--- start GIVEN PASSAGE ---

20:00 - Although I write about classic wrestling, it’s impossible to ignore the Bloodline connections here. There’s Paul Heyman, who has now ascended to the Mount Rushmore of wrestling managers. For me, it’s Bobby Heenan, Jim Cornette, Paul Heyman, and Gary Hart.
Then we see Fatu, later Rikishi, who spawned Jimmy and Jey Uso, as well as Solo Sikoa. Since we are covering all the bases, we also see Johnny “Ace” Laurinaitis, the infinitely lesser talented sibling to Road Warrior Animal.
It’s funny about Johnny Ace. Now he’s a pariah because of his association with Vince McMahon, but does anyone remember stories about how great a worker he was? Or how good he was in the front office? Or that he was well-liked by the boys? Maybe Johnny Ace always sucked, was a stooge, and failed upward in the wrestling business.
At least he can ride the shit out of that skateboard.
Oh wait, nope.
I am really looking for something nice to say about Ace here.
22:55 - The Dynamic Dudes win in what Jim Ross is calling an upset. The crowd popped, so we can say this about Johnny Ace: you were kind of over briefly after you drop-kicked your partner in the back for a fluke win.
3.5/10 - I mean, it was a match. The ending was decent and it was a good pop from the crowd. THIS is how bored we used to be. “Hell yes, this shit tag team won!”
Sting vs. The Iron Sheik
25:25 - Man, this was peak Sting. I was always a fan of the Stinger. Bought the pink shirt when WCW came to Kalamazoo, got made fun of at school the next day, and never wore it again.
Ah, memories.
Side note: I enjoyed Sting’s comeback in AEW, even with him in his 60s. I wish I liked anything as much as Tony Khan likes Sting.
27:40 - Sting with a dyed black rattail behind the blond flat top. We all willingly participated in this nonsense, didn’t we? My brother and I had “stripes” shaved in our heads with rat tails during this era, so I hold Sting partially responsible. As well as Brian Bosworth and Vanilla Ice.
I can feel the judgment now.
28:18 - Sting wins a nothing squash match with the Scorpion Death Lock in what Wikipedia says was two minutes and 12 seconds. Honestly, it felt much longer. This was the era where Sheiky could barely do jobs and was sent home to do nothing until his deal expired. Then WCW forgot he was employed by them and didn’t cancel his contract on time.

--- end GIVEN PASSAGE ---

> [PROBLEM]:
Write out everything from "Then we see" down to "Oh wait, nope." in the wrestling recap, swapping "skateboard" for "scooter". Rely only on the wrestling recap.

--- start DATASET ROWS ---

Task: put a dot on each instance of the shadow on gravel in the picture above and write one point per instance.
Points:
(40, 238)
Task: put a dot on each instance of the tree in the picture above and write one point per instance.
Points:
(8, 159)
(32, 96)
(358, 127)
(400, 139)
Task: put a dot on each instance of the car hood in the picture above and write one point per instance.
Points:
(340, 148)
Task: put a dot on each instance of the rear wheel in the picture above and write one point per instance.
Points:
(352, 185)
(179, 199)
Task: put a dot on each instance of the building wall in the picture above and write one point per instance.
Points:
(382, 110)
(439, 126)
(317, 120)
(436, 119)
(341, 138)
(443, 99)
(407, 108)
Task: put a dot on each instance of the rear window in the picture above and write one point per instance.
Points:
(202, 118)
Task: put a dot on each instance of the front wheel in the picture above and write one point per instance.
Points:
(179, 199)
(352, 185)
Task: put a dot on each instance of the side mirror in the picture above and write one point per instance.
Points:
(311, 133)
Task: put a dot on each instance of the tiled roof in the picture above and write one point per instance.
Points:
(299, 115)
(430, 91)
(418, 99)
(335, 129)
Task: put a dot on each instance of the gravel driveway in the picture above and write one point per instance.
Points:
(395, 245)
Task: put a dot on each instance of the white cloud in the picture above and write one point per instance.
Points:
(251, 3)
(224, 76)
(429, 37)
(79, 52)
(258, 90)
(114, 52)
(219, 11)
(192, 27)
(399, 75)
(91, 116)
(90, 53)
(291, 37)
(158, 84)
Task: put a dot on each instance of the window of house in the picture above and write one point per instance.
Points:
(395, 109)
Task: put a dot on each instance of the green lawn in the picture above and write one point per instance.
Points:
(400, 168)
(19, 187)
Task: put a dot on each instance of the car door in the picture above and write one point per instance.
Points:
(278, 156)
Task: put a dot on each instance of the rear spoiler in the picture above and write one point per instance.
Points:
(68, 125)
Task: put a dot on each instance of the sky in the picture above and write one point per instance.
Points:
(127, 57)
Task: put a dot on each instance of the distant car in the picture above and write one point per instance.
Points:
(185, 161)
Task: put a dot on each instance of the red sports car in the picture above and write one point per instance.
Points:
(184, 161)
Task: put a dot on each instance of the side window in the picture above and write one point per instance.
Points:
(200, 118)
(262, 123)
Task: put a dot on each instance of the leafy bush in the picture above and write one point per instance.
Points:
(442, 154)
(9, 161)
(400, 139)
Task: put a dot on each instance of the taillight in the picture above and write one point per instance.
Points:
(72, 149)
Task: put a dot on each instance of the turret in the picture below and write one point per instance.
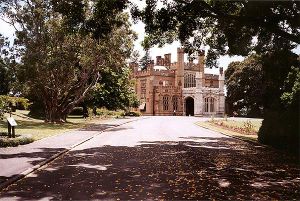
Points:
(134, 67)
(180, 67)
(167, 59)
(221, 79)
(201, 55)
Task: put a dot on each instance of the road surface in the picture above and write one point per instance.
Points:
(163, 158)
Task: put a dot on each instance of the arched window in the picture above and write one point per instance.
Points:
(175, 103)
(189, 80)
(165, 103)
(209, 105)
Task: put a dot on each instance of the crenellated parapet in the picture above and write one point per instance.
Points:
(167, 73)
(167, 89)
(191, 66)
(143, 73)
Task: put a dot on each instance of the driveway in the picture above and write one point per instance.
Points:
(163, 158)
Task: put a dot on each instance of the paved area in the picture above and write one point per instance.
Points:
(15, 160)
(163, 158)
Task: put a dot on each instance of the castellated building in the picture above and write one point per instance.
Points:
(179, 88)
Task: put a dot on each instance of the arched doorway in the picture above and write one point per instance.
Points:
(189, 106)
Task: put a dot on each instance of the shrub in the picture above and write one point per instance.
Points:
(36, 110)
(77, 111)
(248, 127)
(3, 105)
(13, 103)
(13, 142)
(133, 114)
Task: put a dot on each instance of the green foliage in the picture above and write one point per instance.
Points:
(292, 88)
(13, 142)
(245, 88)
(77, 111)
(145, 60)
(105, 113)
(228, 27)
(64, 47)
(280, 127)
(248, 127)
(133, 114)
(7, 77)
(114, 90)
(3, 106)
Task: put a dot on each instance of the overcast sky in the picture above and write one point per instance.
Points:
(8, 31)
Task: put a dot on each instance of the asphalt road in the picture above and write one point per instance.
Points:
(163, 158)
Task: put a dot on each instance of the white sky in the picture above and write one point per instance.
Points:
(8, 31)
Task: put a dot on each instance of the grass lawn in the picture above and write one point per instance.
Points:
(245, 129)
(38, 129)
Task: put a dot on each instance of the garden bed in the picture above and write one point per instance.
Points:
(5, 141)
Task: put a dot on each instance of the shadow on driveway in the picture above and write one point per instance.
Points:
(195, 168)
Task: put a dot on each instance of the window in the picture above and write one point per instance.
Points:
(189, 80)
(143, 89)
(175, 103)
(166, 103)
(209, 104)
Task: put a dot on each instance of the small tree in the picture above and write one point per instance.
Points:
(63, 48)
(245, 88)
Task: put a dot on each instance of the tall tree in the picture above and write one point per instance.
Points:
(228, 27)
(63, 46)
(269, 28)
(245, 88)
(114, 90)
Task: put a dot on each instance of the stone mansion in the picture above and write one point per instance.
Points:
(165, 88)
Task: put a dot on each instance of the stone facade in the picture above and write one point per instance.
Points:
(165, 88)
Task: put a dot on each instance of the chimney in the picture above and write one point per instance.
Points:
(158, 60)
(201, 55)
(167, 59)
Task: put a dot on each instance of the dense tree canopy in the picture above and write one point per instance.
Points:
(270, 29)
(63, 45)
(228, 27)
(114, 90)
(245, 88)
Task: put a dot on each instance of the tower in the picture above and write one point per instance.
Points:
(180, 67)
(201, 54)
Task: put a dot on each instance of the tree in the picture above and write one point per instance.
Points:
(145, 60)
(245, 88)
(63, 46)
(5, 72)
(228, 27)
(114, 90)
(268, 28)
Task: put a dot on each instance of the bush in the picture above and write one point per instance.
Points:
(36, 110)
(13, 142)
(3, 105)
(133, 114)
(280, 129)
(13, 103)
(77, 111)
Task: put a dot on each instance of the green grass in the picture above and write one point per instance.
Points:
(240, 124)
(233, 128)
(38, 129)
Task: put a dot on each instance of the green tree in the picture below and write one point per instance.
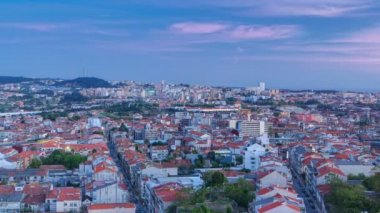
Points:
(346, 199)
(214, 178)
(241, 192)
(36, 163)
(372, 183)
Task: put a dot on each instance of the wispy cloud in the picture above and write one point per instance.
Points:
(321, 8)
(215, 32)
(264, 32)
(197, 28)
(371, 35)
(40, 27)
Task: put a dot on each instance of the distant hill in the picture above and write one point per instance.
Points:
(12, 80)
(85, 82)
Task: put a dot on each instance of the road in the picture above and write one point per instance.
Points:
(310, 204)
(134, 198)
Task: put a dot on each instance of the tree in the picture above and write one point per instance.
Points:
(36, 163)
(214, 178)
(345, 198)
(68, 159)
(241, 192)
(373, 183)
(123, 128)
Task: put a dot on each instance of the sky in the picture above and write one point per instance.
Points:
(293, 44)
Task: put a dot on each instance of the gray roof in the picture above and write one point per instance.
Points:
(15, 197)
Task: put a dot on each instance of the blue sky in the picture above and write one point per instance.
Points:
(297, 44)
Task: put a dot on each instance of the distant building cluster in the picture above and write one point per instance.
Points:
(134, 147)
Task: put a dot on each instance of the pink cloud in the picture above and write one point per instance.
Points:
(264, 32)
(197, 28)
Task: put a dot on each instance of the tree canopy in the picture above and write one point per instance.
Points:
(58, 157)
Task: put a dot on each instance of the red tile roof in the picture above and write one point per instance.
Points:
(111, 206)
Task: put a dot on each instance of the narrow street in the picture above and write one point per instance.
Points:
(140, 208)
(310, 205)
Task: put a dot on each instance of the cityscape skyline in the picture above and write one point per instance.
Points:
(288, 44)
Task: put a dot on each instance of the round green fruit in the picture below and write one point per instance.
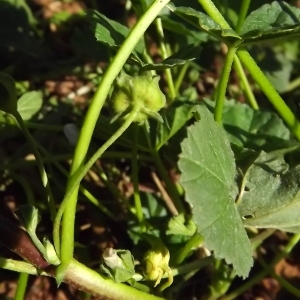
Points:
(140, 93)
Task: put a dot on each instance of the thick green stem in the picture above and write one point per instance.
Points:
(83, 278)
(246, 86)
(90, 122)
(180, 77)
(171, 188)
(92, 282)
(67, 243)
(223, 82)
(21, 286)
(164, 54)
(242, 15)
(39, 162)
(268, 89)
(135, 178)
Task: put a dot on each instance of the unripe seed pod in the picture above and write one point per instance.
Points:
(141, 93)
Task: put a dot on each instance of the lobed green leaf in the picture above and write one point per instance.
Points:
(208, 177)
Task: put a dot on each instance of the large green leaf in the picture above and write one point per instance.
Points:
(207, 24)
(251, 128)
(208, 177)
(277, 20)
(255, 129)
(271, 198)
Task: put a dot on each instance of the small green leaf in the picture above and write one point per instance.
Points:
(277, 20)
(117, 264)
(8, 95)
(206, 23)
(208, 177)
(271, 198)
(29, 104)
(60, 273)
(50, 254)
(29, 216)
(184, 55)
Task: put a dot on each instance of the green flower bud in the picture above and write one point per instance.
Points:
(141, 93)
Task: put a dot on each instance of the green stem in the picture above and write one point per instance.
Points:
(19, 266)
(164, 54)
(83, 190)
(86, 279)
(26, 187)
(268, 89)
(135, 179)
(170, 186)
(214, 13)
(242, 15)
(193, 242)
(292, 243)
(92, 282)
(40, 165)
(247, 88)
(21, 286)
(89, 124)
(67, 243)
(223, 82)
(180, 76)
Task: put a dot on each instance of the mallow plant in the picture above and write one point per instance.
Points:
(236, 184)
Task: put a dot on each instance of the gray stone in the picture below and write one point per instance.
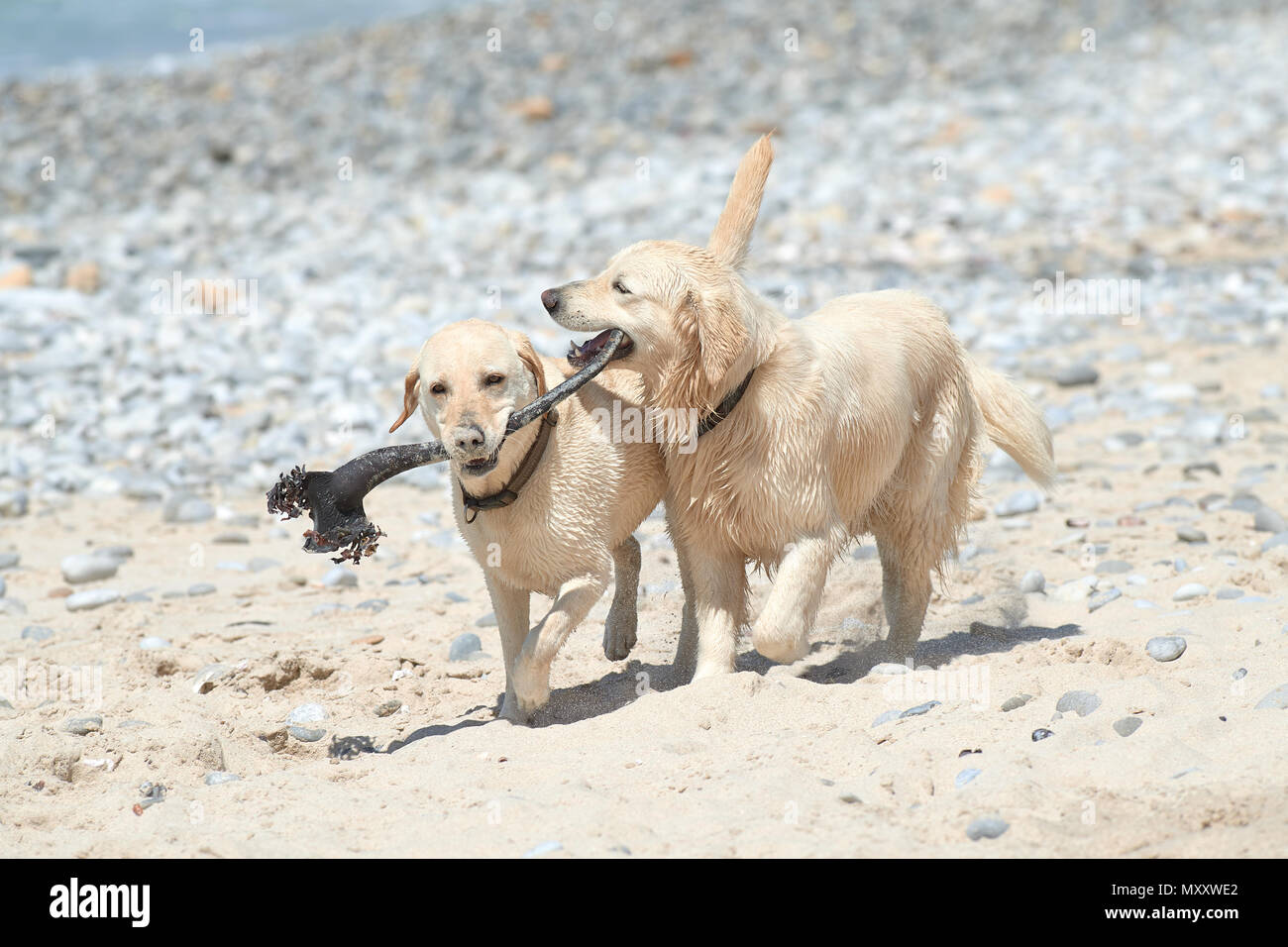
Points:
(1072, 375)
(88, 567)
(1265, 519)
(1078, 701)
(464, 647)
(340, 578)
(986, 827)
(80, 725)
(187, 509)
(1164, 647)
(1275, 699)
(38, 633)
(13, 502)
(1279, 539)
(919, 709)
(1103, 598)
(307, 712)
(1127, 725)
(90, 598)
(1018, 502)
(1112, 567)
(1189, 591)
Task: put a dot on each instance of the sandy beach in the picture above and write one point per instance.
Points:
(1104, 671)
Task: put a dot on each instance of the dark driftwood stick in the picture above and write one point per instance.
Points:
(334, 499)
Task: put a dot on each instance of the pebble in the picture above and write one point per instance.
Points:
(90, 598)
(1103, 598)
(1112, 567)
(1033, 581)
(1190, 590)
(545, 848)
(1275, 699)
(889, 668)
(1018, 502)
(1078, 701)
(1127, 725)
(38, 633)
(340, 578)
(80, 725)
(1016, 702)
(187, 509)
(1164, 647)
(465, 647)
(1080, 373)
(919, 709)
(88, 567)
(1265, 519)
(307, 712)
(1279, 539)
(986, 827)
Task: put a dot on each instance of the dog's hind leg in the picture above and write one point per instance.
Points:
(623, 613)
(531, 672)
(687, 651)
(719, 604)
(511, 620)
(782, 630)
(906, 570)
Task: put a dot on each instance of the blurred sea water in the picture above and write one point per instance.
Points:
(42, 35)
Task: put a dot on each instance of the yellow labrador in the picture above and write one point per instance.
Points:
(866, 416)
(548, 509)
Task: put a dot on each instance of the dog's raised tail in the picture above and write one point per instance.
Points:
(1014, 423)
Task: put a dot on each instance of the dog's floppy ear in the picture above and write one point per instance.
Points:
(411, 397)
(528, 356)
(732, 236)
(721, 337)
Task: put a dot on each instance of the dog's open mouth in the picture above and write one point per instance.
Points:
(480, 467)
(579, 356)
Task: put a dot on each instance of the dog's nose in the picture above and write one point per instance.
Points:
(469, 438)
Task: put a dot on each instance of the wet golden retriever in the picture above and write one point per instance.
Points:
(866, 416)
(567, 530)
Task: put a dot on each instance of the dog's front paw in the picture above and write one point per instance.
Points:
(531, 690)
(619, 635)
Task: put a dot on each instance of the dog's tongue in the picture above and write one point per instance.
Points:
(580, 354)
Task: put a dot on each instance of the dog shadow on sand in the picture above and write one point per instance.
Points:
(844, 661)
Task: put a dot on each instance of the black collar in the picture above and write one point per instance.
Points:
(725, 406)
(510, 491)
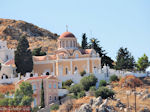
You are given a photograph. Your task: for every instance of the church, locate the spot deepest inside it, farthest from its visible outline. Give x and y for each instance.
(68, 59)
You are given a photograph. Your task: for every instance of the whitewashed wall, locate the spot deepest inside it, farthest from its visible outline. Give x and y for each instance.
(62, 92)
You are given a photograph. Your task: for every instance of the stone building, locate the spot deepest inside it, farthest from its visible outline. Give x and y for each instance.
(50, 84)
(68, 59)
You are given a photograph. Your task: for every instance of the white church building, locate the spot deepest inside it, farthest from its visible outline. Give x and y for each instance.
(7, 61)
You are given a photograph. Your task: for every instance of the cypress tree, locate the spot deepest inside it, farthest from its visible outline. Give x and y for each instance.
(84, 41)
(42, 96)
(23, 56)
(124, 59)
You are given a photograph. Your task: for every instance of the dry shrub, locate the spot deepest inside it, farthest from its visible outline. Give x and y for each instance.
(130, 81)
(7, 88)
(67, 106)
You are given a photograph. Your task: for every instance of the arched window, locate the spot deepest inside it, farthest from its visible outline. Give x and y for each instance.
(60, 44)
(66, 71)
(47, 73)
(77, 55)
(75, 68)
(31, 75)
(73, 43)
(70, 43)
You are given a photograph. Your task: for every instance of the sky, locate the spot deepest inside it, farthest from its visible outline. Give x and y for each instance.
(115, 23)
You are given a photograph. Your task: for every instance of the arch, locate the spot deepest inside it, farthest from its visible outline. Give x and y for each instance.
(47, 73)
(31, 75)
(5, 76)
(75, 68)
(77, 52)
(66, 70)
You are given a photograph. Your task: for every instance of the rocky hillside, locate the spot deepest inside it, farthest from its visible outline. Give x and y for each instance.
(13, 29)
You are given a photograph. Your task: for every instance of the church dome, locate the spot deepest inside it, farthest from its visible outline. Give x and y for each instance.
(67, 35)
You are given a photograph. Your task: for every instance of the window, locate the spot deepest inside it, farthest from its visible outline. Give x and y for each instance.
(50, 98)
(76, 69)
(6, 57)
(49, 85)
(77, 55)
(34, 88)
(55, 98)
(55, 86)
(66, 71)
(47, 73)
(34, 102)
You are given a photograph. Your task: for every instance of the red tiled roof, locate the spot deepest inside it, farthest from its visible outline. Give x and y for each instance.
(39, 77)
(10, 62)
(88, 51)
(66, 35)
(39, 58)
(20, 82)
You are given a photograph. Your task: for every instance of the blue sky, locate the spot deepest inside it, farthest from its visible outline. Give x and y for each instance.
(115, 23)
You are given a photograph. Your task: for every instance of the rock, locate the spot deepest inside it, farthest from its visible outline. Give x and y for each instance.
(98, 101)
(104, 104)
(146, 97)
(146, 91)
(85, 108)
(145, 110)
(101, 109)
(121, 108)
(96, 110)
(120, 104)
(91, 102)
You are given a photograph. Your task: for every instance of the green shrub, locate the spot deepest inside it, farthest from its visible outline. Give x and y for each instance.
(102, 83)
(113, 78)
(67, 84)
(104, 92)
(4, 102)
(54, 107)
(81, 94)
(75, 89)
(83, 73)
(92, 88)
(35, 109)
(88, 81)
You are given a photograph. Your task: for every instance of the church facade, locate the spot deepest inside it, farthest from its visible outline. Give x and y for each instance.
(68, 59)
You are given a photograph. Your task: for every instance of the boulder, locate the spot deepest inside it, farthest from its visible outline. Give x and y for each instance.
(91, 102)
(98, 101)
(85, 108)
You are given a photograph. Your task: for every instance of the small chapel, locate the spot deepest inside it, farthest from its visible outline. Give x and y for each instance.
(68, 59)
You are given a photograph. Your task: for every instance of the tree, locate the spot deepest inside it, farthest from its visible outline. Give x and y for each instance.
(113, 78)
(88, 81)
(81, 94)
(23, 95)
(102, 83)
(83, 73)
(104, 92)
(75, 89)
(94, 44)
(84, 44)
(4, 102)
(42, 96)
(23, 57)
(107, 60)
(142, 63)
(124, 59)
(38, 52)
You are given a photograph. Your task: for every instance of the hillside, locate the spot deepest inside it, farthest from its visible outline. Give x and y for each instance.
(14, 29)
(11, 30)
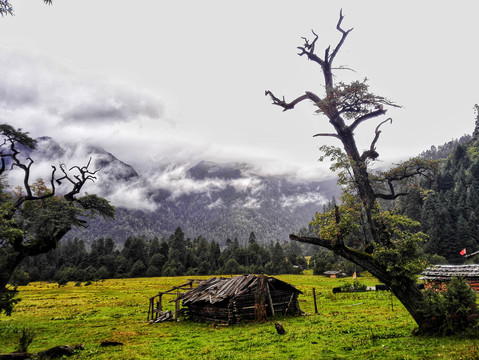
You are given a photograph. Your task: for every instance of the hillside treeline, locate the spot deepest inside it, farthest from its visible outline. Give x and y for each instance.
(175, 256)
(448, 209)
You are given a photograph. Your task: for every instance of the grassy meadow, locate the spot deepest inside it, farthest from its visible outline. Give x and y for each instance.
(365, 325)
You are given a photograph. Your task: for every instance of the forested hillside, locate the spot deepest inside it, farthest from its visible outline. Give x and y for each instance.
(449, 209)
(174, 256)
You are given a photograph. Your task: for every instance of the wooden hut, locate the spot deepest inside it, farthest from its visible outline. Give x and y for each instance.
(246, 297)
(444, 273)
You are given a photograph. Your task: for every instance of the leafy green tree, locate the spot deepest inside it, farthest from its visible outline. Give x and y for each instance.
(450, 309)
(384, 243)
(34, 219)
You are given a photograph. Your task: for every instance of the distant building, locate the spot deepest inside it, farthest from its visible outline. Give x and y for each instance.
(231, 300)
(444, 273)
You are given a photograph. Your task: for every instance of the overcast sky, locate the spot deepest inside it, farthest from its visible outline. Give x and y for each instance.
(162, 81)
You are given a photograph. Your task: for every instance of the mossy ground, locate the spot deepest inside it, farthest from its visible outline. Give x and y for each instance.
(364, 325)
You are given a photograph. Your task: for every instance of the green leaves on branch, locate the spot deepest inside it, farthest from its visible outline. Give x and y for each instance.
(351, 100)
(340, 163)
(449, 308)
(398, 251)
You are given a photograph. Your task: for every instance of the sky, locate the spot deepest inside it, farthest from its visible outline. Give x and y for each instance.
(159, 82)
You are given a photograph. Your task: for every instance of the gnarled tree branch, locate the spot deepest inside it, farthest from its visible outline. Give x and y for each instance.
(288, 106)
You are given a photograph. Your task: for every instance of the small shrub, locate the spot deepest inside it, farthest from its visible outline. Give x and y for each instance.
(8, 300)
(355, 286)
(449, 309)
(25, 338)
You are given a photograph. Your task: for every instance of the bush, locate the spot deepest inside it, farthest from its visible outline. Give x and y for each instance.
(19, 278)
(449, 309)
(7, 300)
(355, 286)
(25, 338)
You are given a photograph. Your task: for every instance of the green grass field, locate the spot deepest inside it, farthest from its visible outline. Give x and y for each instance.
(368, 325)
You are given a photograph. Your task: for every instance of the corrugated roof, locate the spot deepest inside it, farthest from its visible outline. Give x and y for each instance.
(218, 289)
(446, 272)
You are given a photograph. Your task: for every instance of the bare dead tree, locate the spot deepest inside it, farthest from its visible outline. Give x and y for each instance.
(347, 106)
(38, 218)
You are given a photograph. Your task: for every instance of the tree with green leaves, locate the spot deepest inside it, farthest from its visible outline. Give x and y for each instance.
(34, 217)
(382, 242)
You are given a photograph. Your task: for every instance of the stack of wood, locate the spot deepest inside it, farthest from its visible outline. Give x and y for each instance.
(155, 309)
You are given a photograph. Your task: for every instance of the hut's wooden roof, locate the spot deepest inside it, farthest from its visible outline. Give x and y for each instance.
(218, 289)
(446, 272)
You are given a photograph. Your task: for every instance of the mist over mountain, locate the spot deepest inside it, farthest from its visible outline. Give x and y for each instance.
(218, 201)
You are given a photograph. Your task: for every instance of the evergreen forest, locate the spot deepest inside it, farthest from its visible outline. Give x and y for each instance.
(447, 206)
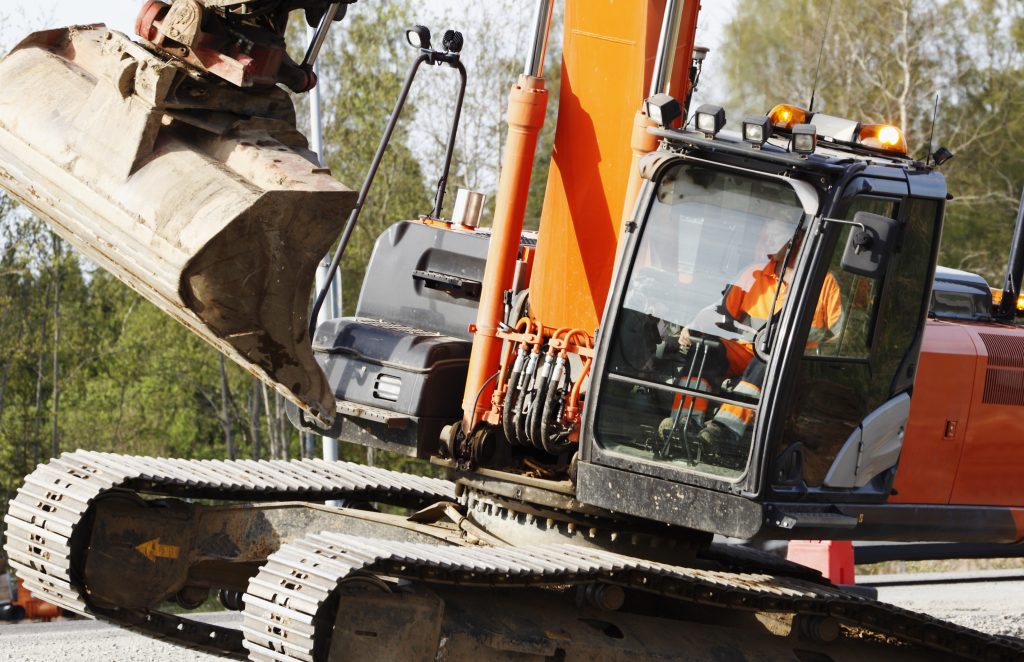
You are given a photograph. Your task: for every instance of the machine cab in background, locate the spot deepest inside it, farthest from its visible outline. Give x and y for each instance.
(762, 335)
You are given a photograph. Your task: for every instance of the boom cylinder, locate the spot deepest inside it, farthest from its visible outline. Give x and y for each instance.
(527, 105)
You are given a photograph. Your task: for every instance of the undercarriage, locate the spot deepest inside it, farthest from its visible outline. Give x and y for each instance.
(115, 538)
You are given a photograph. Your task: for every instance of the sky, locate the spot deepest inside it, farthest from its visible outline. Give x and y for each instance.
(22, 16)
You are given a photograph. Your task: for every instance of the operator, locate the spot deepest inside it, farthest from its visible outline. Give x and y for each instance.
(749, 303)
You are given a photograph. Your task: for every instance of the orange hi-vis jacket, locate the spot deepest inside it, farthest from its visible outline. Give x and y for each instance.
(750, 302)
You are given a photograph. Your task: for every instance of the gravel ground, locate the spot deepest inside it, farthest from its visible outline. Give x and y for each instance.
(994, 605)
(990, 602)
(85, 640)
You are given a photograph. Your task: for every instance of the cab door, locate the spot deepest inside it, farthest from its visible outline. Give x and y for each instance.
(850, 396)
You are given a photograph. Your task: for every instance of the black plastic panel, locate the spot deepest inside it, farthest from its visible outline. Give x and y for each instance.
(424, 277)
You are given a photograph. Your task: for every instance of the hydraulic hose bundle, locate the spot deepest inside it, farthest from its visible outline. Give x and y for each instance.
(540, 408)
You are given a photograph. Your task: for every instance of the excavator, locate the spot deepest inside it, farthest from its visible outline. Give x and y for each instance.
(712, 332)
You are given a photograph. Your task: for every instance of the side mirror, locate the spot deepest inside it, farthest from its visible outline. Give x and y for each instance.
(867, 247)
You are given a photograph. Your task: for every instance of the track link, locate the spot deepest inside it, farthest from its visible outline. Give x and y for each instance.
(43, 521)
(286, 604)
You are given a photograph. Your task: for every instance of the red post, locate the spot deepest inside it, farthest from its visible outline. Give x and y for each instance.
(834, 559)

--- end DATASET ROWS ---

> [RESPONSE]:
Then we see Fatu, later Rikishi, who spawned Jimmy and Jey Uso, as well as Solo Sikoa. Since we are covering all the bases, we also see Johnny “Ace” Laurinaitis, the infinitely lesser talented sibling to Road Warrior Animal.
It’s funny about Johnny Ace. Now he’s a pariah because of his association with Vince McMahon, but does anyone remember stories about how great a worker he was? Or how good he was in the front office? Or that he was well-liked by the boys? Maybe Johnny Ace always sucked, was a stooge, and failed upward in the wrestling business.
At least he can ride the shit out of that scooter.
Oh wait, nope.